**Exercise directions**: Scale the entries from the line containing "Expected: one point per instance of the white painted" through the end of the entries, both ends included. Reproduce every line, requests included, but multiply each coordinate in the answers by 1.7 and round to the nearest whole number, with halves rounded up.

* * * *

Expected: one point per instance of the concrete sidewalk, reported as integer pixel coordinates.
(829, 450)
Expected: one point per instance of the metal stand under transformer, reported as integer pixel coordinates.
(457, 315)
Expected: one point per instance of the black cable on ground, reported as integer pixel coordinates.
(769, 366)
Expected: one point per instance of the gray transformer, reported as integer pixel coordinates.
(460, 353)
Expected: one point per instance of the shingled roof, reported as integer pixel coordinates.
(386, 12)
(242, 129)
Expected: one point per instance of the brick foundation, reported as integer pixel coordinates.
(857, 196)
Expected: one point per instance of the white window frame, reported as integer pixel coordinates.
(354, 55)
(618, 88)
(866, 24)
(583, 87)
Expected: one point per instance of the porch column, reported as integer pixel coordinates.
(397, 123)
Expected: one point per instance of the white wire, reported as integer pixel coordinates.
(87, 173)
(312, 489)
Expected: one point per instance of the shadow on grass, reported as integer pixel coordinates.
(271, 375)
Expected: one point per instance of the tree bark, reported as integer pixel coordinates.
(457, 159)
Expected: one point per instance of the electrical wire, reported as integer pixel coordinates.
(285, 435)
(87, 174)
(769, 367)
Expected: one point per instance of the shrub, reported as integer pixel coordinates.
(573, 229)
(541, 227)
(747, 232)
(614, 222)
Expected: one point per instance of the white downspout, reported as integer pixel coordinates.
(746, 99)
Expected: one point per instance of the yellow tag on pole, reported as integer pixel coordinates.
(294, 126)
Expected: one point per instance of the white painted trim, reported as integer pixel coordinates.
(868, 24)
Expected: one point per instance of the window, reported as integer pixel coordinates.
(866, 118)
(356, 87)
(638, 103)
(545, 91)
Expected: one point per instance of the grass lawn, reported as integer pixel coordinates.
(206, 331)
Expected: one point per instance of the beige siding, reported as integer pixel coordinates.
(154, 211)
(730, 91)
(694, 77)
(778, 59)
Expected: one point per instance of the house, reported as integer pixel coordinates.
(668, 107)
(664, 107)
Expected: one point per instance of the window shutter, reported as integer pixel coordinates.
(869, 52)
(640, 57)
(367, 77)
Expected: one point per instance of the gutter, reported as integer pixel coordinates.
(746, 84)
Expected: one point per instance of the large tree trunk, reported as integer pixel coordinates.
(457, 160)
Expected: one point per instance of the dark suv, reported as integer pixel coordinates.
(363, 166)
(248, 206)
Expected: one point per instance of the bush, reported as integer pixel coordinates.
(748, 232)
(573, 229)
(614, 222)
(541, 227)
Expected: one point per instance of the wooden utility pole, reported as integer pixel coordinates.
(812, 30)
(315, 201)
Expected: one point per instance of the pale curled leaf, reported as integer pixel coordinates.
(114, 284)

* * * *

**Exercise answer**:
Expected: one point per instance of the white painted trim, reported as integer pixel coordinates.
(1476, 41)
Expected: one point per instance of the window, reported as integer pixel coordinates.
(1472, 201)
(605, 148)
(1085, 175)
(927, 155)
Expected: one point per instance of the grass lawn, reported as integer pixel coordinates.
(350, 563)
Expected: one point per instance of the beige siding, reported as integer pixel coordinates.
(262, 359)
(1241, 155)
(1180, 131)
(1323, 100)
Expected: one point per instance of the house, reported as integer pixel coordinates.
(1136, 182)
(1129, 182)
Expected: one point per instance of the window shutter, reported as integer pixel coordinates.
(1477, 88)
(1088, 97)
(624, 131)
Expected: one point per instance of the gutter, reported as integer pixel coordinates.
(1268, 143)
Expected: one point per instance of the large tree trunk, reported as integer pixel coordinates.
(777, 272)
Expected: one point per instance of the dark suv, reported as integer pixel coordinates.
(617, 282)
(422, 350)
Expected: one point per instance of the bush, reported as integer pixel coordinates.
(1272, 394)
(974, 389)
(1044, 377)
(920, 386)
Expected: one point per instance of the wooden utility pole, reported as integer pixel coordinates.
(1380, 51)
(536, 342)
Expected: one point per instance of the pale curled leaf, reported as integer pixel coordinates.
(194, 483)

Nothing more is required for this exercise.